| What to do |
All lines from the one containing "Could you please identify the utility" through the end of the data below must be reproduced exactly, and no others.

| Material supplied |
----------------------------------------

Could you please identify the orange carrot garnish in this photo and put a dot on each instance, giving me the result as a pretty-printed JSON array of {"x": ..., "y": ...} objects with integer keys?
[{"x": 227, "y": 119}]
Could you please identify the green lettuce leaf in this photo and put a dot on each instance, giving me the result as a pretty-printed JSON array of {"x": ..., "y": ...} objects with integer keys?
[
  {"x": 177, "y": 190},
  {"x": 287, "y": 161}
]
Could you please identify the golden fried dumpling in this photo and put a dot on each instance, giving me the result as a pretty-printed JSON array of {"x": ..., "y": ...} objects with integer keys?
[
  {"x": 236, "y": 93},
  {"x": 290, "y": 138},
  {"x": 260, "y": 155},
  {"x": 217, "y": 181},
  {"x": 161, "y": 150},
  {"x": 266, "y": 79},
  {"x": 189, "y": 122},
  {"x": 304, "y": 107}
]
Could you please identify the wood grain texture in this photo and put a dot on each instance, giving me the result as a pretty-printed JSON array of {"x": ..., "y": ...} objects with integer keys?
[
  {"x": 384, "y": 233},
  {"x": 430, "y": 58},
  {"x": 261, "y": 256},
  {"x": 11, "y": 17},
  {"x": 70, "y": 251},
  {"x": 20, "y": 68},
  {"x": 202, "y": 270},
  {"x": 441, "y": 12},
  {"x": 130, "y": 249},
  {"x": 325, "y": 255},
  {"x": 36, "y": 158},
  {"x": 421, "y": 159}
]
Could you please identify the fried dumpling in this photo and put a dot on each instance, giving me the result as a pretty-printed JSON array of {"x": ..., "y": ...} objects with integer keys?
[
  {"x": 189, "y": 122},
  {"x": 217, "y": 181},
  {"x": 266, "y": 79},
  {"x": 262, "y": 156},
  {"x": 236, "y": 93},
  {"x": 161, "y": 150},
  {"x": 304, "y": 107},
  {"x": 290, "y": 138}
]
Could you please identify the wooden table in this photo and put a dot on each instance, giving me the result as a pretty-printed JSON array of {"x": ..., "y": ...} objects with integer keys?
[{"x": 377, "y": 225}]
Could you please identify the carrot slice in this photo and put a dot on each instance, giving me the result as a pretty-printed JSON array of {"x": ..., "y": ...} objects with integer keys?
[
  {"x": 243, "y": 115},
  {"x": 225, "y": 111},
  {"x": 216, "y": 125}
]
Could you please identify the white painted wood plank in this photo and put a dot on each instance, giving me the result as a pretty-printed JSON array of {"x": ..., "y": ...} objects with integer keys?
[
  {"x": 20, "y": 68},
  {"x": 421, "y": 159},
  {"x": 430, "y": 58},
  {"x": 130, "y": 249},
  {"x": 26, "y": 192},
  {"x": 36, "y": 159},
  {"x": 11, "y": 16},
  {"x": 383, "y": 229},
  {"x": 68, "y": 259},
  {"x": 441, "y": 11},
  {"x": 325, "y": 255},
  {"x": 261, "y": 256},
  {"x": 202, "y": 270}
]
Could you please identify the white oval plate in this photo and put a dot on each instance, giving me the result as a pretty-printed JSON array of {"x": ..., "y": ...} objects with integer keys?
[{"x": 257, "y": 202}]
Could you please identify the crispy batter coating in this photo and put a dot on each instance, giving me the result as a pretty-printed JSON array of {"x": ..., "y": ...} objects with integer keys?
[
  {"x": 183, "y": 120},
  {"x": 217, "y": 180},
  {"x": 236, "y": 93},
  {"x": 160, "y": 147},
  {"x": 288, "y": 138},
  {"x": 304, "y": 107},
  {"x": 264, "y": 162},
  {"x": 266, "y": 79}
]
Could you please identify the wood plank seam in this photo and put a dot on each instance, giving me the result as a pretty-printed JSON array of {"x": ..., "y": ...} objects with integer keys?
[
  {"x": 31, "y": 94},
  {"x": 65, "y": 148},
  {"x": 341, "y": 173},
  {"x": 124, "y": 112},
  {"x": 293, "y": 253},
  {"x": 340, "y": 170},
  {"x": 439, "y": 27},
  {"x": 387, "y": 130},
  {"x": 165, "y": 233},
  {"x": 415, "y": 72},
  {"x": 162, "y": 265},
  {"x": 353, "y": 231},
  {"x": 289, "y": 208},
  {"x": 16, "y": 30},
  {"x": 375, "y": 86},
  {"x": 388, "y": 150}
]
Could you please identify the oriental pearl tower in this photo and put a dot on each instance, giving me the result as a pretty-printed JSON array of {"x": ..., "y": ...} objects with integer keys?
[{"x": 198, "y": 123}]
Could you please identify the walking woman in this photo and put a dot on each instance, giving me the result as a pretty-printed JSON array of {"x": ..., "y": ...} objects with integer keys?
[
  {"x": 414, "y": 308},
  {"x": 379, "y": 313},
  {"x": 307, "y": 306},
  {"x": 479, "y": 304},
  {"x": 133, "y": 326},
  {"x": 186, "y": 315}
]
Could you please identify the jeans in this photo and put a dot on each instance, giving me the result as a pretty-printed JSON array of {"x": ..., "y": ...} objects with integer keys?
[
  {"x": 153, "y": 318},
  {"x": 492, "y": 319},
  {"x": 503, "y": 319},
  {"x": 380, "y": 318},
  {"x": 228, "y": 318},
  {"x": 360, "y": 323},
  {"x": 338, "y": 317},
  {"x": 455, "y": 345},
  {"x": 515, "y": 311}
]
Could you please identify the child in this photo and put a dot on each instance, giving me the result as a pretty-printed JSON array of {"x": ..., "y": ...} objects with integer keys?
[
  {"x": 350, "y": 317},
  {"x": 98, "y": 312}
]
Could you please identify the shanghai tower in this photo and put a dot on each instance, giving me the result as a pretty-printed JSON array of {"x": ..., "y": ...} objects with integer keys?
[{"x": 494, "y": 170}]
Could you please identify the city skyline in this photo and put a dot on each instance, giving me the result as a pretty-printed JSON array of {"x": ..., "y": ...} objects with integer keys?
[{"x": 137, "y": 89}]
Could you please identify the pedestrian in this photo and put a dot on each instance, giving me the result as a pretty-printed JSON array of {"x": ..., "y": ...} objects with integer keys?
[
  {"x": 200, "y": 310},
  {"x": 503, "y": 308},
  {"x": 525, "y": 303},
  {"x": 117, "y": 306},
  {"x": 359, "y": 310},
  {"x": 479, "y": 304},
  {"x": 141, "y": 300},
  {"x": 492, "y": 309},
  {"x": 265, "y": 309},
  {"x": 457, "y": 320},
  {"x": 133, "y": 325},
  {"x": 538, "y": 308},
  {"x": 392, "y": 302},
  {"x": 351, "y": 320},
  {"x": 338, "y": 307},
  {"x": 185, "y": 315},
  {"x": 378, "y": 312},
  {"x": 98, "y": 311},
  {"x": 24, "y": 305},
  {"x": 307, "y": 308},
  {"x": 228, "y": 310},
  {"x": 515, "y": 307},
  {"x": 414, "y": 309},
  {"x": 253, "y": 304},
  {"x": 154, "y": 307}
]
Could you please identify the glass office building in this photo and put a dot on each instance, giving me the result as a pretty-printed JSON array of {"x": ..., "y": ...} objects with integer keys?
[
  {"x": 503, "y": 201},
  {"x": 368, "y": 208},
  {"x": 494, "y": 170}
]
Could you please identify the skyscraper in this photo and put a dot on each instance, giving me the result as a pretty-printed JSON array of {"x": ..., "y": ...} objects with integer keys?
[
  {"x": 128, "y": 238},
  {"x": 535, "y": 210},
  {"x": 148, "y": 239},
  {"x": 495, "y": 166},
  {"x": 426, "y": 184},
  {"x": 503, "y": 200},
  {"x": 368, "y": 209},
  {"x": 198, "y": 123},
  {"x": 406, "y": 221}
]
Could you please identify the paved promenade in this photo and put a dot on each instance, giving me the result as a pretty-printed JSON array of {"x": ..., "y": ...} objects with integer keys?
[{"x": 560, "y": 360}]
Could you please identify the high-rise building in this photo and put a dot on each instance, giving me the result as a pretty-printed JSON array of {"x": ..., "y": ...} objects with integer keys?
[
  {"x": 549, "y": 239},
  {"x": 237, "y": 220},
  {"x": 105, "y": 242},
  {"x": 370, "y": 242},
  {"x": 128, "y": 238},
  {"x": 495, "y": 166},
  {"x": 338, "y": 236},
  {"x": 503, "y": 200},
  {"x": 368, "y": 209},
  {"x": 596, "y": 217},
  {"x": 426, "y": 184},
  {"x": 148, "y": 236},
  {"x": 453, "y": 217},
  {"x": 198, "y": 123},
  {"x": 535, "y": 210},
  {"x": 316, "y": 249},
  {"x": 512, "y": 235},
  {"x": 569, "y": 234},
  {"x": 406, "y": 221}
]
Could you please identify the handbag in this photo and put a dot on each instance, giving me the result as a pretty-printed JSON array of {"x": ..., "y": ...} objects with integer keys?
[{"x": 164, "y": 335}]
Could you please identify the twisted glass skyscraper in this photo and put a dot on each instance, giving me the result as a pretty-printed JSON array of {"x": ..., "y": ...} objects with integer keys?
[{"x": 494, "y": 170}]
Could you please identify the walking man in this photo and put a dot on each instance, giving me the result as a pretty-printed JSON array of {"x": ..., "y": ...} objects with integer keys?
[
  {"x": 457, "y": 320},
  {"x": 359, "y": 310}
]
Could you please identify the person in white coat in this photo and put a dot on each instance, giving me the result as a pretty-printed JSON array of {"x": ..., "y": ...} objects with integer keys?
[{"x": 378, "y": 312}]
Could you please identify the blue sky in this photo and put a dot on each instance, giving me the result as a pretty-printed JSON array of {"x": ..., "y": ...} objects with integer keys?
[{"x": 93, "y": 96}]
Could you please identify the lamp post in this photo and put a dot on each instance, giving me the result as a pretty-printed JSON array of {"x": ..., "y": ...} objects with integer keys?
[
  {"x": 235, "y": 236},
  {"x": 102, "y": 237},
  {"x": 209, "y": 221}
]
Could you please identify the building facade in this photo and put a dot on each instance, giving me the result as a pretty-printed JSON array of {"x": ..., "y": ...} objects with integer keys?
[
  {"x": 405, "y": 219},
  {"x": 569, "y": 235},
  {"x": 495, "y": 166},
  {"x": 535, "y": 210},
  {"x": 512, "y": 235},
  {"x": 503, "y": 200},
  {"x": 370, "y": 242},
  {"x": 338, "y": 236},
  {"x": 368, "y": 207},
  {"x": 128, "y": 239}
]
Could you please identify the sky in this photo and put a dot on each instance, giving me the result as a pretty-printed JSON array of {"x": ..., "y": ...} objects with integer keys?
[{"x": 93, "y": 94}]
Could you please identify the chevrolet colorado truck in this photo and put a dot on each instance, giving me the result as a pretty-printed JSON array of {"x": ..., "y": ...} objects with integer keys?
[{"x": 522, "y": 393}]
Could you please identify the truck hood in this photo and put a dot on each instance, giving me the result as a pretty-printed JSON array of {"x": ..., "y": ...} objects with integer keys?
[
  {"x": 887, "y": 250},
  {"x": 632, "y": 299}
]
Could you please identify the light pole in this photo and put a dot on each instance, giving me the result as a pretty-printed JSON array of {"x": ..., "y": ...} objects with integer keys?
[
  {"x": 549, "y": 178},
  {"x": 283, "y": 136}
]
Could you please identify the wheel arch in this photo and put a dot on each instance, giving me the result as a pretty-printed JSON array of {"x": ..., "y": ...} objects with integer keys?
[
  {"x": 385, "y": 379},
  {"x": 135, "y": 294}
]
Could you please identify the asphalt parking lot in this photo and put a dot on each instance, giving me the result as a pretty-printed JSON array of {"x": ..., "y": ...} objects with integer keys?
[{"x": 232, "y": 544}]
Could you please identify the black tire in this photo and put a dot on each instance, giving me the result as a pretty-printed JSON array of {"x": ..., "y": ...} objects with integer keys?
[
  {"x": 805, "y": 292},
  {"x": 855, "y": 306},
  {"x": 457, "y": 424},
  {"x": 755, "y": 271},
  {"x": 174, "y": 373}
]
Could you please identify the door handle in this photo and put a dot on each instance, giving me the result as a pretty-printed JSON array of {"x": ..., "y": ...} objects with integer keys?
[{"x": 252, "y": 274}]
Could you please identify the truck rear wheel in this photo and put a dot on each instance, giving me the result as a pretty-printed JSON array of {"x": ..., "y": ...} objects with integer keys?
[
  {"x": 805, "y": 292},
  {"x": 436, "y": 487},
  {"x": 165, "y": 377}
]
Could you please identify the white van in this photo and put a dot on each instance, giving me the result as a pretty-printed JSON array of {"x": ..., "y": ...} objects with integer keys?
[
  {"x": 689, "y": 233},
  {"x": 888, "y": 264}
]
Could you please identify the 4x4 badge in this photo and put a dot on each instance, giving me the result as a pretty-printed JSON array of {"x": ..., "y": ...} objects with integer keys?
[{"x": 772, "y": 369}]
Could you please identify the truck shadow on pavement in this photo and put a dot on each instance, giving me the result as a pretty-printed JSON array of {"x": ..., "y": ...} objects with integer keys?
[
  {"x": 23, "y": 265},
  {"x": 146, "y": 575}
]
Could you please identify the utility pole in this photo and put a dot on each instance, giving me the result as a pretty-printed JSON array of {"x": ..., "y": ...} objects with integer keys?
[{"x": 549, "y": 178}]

----------------------------------------

| Task solution |
Could you please identify the utility pole in this photo and put a dot on each instance, giving me the result as a pretty-printed JSON array of {"x": ..., "y": ...} objects with integer keys?
[{"x": 549, "y": 178}]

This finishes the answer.